Short task: Gather each line of the entries below that contains the string "glass", and copy those lines out in full. Case counts.

Entries:
######

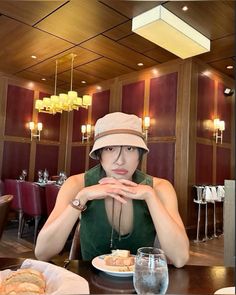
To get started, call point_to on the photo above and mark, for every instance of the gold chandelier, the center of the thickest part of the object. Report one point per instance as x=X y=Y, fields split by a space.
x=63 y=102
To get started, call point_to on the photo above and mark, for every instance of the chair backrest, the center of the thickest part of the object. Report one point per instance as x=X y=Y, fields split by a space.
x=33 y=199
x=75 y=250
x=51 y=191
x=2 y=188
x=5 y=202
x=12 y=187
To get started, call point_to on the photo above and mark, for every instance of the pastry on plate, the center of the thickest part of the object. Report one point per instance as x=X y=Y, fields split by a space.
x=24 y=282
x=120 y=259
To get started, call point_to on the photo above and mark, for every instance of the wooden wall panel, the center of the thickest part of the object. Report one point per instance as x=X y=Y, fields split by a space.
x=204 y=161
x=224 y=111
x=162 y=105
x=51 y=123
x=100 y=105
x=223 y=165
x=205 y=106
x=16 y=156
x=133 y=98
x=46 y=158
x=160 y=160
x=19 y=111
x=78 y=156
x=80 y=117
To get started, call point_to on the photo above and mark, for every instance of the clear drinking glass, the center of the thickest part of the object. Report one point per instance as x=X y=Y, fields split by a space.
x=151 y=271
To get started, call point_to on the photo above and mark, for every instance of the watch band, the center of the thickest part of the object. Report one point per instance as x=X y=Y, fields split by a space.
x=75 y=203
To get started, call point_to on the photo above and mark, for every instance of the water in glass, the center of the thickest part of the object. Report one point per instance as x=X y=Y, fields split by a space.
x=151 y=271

######

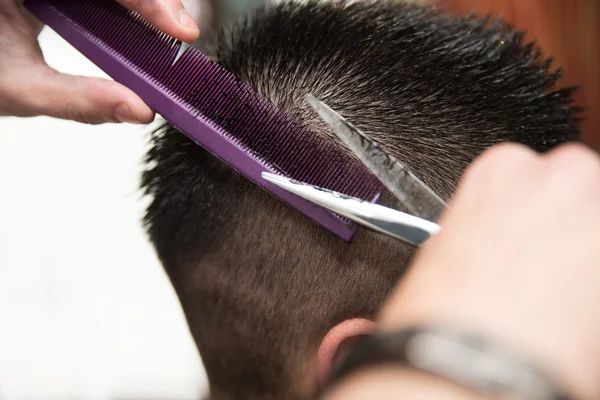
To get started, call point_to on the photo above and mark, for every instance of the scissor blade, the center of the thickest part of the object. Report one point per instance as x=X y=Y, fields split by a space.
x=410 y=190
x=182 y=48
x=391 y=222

######

Written response:
To get started, call point_to on the photo above and mark, for every instance of the clear drinking glass, the center of the thickest part of the object. Report one point per instance as x=X y=Y, fields split by a space.
To get started, call point_to on the photo above and mark, for every instance of the water in glass, the center of the thickest part of the object. Report one point per instance as x=X y=Y, fields split by a space.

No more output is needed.